begin EXERCISE DATA

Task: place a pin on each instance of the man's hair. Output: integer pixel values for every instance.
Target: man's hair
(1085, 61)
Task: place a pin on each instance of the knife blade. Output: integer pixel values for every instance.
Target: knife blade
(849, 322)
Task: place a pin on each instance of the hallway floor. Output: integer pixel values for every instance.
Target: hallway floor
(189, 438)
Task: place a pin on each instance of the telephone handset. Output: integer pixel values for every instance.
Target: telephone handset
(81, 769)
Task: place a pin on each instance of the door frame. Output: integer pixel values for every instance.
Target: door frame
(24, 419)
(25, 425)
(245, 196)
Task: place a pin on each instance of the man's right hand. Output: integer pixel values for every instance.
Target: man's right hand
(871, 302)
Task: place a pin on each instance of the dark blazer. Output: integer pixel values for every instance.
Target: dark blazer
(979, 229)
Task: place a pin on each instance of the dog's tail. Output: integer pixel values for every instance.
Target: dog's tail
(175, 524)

end EXERCISE DATA
begin EXERCISE DATA

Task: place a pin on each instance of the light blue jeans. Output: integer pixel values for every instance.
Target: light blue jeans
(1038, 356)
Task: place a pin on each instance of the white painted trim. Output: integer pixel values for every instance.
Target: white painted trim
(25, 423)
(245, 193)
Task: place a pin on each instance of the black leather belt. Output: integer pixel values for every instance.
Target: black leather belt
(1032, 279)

end EXERCISE DATA
begin EXERCISE DATA

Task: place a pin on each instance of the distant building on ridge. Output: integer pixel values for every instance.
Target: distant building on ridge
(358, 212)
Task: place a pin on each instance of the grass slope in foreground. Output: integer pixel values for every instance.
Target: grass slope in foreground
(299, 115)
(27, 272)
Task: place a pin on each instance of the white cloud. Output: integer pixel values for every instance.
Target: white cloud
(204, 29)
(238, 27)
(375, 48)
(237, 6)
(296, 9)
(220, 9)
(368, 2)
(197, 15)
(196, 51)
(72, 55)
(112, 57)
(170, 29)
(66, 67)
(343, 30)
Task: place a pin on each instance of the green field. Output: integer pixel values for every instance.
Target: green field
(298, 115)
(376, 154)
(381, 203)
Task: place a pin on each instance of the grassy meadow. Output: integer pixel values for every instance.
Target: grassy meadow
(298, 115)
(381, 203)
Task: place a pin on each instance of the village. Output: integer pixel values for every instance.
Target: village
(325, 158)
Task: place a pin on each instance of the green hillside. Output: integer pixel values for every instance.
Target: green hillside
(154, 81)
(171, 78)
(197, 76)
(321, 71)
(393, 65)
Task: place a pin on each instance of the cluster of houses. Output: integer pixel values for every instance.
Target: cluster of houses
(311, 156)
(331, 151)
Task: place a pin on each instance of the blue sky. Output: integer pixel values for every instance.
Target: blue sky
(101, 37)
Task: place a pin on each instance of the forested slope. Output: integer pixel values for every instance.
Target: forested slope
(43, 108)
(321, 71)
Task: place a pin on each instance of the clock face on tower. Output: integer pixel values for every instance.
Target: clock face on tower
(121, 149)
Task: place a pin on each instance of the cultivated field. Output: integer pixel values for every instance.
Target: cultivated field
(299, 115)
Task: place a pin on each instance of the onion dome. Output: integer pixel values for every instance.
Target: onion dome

end EXERCISE DATA

* **GOAL OF THE EXERCISE**: Could you quote the part of the data that opens with the line containing "Task: place a pin on each instance of the clock" and closes with the line containing "Target: onion dome", with both of those lines included?

* **THE ANSWER**:
Task: place a pin on each instance of the clock face on tower. Output: integer pixel values for every instance.
Target: clock face on tower
(121, 149)
Task: place a pin on each instance of the cultivated field. Output: integer pixel values for every instance.
Target: cultivated field
(299, 115)
Task: place a pin on each instance of the onion dome. Output: integer pixel values for every instance.
Target: onion dome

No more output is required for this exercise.